── Input rows
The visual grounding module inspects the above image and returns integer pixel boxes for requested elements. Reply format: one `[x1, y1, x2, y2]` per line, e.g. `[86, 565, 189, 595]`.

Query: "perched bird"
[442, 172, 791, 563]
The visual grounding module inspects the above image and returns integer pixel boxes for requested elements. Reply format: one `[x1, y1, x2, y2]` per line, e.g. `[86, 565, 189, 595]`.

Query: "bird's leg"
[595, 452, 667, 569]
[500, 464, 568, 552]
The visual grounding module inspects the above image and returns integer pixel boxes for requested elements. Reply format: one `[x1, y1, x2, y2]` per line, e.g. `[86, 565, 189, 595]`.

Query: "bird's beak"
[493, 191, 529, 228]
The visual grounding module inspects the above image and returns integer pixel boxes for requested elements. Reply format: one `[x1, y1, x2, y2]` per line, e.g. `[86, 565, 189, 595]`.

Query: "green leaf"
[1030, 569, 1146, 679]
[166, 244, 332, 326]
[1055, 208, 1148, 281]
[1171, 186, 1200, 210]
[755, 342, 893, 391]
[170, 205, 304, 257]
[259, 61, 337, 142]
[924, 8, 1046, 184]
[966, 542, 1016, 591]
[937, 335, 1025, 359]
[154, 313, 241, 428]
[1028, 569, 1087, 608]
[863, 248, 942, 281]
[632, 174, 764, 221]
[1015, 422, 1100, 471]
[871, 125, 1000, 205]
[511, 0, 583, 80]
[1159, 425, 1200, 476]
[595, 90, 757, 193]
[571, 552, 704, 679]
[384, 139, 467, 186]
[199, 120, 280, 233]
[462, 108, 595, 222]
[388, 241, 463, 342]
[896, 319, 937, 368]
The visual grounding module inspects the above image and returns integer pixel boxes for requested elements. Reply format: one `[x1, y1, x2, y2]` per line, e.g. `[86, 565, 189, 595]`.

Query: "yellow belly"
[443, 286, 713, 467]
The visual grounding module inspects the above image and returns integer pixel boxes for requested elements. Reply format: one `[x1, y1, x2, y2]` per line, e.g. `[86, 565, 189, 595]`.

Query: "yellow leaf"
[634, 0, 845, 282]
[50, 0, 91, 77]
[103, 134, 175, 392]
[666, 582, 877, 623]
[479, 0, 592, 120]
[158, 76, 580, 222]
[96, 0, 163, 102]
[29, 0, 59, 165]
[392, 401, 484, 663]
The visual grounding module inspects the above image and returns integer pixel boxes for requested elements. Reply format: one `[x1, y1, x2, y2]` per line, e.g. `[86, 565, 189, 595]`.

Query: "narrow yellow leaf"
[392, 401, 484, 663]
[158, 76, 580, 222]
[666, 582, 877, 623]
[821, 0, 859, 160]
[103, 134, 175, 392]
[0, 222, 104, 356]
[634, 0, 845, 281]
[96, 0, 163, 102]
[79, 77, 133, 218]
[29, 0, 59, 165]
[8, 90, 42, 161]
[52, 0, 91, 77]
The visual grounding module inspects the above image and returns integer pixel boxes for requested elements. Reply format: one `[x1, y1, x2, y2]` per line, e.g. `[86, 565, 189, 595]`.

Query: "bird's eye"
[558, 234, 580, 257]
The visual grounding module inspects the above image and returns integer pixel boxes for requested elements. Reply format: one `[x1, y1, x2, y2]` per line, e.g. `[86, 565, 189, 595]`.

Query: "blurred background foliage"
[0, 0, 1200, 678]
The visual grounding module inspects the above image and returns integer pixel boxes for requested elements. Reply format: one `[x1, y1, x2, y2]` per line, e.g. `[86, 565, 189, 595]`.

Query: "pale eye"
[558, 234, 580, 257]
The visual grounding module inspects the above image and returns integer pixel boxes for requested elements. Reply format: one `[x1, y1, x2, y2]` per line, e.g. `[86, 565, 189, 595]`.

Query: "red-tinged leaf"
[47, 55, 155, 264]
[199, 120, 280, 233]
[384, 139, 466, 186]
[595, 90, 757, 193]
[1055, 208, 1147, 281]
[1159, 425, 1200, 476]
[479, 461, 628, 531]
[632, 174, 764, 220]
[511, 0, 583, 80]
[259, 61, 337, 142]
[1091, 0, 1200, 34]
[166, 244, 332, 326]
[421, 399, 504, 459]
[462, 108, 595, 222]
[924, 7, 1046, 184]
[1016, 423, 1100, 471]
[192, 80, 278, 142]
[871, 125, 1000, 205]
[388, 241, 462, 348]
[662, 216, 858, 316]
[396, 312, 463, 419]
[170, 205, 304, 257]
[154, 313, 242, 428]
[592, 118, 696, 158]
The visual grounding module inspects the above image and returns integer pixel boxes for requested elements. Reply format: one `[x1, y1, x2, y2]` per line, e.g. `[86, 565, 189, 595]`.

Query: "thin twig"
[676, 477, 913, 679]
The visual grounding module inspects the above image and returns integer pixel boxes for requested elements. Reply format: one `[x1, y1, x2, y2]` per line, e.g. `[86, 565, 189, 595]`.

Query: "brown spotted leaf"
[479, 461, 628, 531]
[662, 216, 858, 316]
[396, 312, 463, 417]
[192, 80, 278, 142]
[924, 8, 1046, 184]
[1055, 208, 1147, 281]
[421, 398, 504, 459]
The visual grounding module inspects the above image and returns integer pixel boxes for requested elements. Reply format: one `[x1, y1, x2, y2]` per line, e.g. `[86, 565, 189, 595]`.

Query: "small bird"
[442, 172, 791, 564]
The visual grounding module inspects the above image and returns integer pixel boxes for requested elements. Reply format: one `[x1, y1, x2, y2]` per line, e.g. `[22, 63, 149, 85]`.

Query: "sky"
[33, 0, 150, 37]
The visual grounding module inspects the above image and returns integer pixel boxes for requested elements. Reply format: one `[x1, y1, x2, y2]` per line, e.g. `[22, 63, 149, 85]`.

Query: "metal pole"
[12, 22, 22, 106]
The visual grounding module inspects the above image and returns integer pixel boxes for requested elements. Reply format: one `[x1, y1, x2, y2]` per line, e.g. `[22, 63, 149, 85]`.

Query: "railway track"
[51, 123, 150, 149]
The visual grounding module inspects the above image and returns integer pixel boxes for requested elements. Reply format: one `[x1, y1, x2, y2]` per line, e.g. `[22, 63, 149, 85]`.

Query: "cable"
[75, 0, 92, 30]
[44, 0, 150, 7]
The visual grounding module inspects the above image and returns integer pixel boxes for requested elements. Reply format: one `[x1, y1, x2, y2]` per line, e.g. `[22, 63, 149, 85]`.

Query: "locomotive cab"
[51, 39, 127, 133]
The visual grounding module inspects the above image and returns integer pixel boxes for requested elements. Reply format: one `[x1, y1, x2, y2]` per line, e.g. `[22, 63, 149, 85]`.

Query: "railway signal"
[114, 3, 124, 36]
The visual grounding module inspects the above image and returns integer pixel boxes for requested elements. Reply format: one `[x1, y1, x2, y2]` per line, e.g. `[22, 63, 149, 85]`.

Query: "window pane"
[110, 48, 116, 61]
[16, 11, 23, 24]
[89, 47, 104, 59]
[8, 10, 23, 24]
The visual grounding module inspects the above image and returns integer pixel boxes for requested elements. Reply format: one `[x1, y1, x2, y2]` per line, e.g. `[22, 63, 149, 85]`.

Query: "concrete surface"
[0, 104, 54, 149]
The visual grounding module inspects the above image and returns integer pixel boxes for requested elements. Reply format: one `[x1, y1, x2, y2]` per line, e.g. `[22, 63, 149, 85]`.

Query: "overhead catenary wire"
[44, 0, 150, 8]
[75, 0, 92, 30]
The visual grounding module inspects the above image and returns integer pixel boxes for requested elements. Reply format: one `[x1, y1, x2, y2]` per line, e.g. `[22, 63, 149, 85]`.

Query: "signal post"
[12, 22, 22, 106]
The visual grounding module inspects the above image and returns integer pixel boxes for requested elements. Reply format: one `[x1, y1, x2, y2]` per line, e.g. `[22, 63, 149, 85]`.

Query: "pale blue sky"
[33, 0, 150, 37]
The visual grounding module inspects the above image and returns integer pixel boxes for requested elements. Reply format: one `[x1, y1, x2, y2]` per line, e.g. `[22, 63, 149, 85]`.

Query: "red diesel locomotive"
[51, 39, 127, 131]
────
§ **Aim of the task**: Render the listing as a numbered list, from its first line through the line that contains "[500, 464, 568, 552]", with both ends included and the blank lines left out.

§ **Final answer**:
1. The visual grounding module inspects the above image and returns integer pixel boxes for requested elements. Reply format: one `[x1, y1, x2, y2]` per line, e.g. `[86, 565, 189, 595]`.
2. Query: "perched bird"
3. [442, 172, 791, 563]
4. The visual grounding module inspects the above image and returns integer pixel boxes for requested elements. Reply format: one `[x1, y1, x2, y2]` per line, e.g. `[86, 565, 189, 595]`.
5. Query: "bird's leg"
6. [595, 452, 667, 569]
7. [500, 464, 568, 552]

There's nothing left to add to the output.